Exercise instructions:
Take the line containing "Query: girl's nose" as the first and the last line of the records below as the end, and please set down only what lies between them exactly, both ends included.

Listed records:

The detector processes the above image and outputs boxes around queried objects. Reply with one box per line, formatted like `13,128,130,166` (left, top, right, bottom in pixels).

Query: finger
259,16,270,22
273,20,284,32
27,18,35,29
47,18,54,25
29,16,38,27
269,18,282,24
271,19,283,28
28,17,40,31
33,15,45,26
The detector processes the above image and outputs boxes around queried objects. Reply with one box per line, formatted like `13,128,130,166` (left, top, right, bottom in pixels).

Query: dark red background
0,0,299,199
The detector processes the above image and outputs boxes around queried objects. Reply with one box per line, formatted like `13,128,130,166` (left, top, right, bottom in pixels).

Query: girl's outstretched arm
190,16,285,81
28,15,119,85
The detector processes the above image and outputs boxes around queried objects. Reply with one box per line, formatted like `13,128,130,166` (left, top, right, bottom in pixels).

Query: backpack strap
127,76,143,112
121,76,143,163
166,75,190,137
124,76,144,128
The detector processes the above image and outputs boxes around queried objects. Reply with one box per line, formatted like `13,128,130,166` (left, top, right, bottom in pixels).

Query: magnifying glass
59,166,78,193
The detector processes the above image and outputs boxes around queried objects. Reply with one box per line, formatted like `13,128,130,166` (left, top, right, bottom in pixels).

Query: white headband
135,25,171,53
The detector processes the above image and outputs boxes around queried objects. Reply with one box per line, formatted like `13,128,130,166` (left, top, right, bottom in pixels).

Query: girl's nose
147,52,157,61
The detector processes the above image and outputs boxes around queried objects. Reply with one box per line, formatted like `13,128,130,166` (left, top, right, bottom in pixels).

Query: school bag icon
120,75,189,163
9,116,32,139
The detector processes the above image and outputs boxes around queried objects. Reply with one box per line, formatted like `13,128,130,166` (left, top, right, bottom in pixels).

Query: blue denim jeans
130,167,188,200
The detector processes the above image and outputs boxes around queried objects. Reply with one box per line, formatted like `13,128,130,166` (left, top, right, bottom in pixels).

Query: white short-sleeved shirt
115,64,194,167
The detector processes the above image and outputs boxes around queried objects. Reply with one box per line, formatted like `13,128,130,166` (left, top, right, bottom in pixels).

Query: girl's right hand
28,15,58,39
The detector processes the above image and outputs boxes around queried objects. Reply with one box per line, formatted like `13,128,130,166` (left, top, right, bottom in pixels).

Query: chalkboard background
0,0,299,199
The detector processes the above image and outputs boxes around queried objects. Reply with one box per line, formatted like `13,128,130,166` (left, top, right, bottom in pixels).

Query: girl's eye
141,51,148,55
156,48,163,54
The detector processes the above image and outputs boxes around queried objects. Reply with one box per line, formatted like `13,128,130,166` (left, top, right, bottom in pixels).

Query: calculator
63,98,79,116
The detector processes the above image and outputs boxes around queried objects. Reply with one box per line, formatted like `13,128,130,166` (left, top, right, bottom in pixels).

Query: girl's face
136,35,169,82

Answer to this task:
Query: girl's nose
147,52,157,61
The detector processes the above image and outputs boxes around queried objects. Reply with one box per line, formatted like `13,128,130,166` (left, top, right, bottom in pixels).

Query: school bag icon
120,75,189,163
9,116,32,139
The detector processes the above image and outputs boxes around queried objects. Reply with one box per line, formatted like `13,128,130,166` (left, top, right, bottom in pixels).

Query: blue denim jeans
130,167,188,200
The detector processes the above image and outputs boxes around queried objects. Reply with one box per line, formatted like `13,128,130,166` (left, top, right, bottom in pixels).

Query: white short-sleeved shirt
115,64,194,167
The detector processes the above image and outputs boxes around queried objects. Reply with one box per line, formatted like `13,128,130,166` (left, top, right, bottom in pixels).

Query: girl's right hand
28,15,58,39
The detector processes the above image and outputs boxes around queried objects. Reply with one box per line, formatted like `13,128,130,166` (left, top, right, bottom in pixels).

Query: chalkboard background
0,0,299,199
The detector processes the above image and outputs boxes around queried objects. Reply with one box per line, formatted like `13,128,130,166` (left, top, right, bottom in pixels).

Query: girl's eye
141,51,148,55
156,48,163,54
The detector processes the above image and outputs boxes around queried objects. Reply with one box per line, formatted like `13,128,130,166` (left, top, right, bottom in pixels).

Query: calculator
63,98,79,116
The detector processes the above image and outputs boxes around queried objects. Reply with one box per line, formatted like `13,128,130,166` (left, top, right, bottom in pixels).

Query: girl's face
136,35,169,82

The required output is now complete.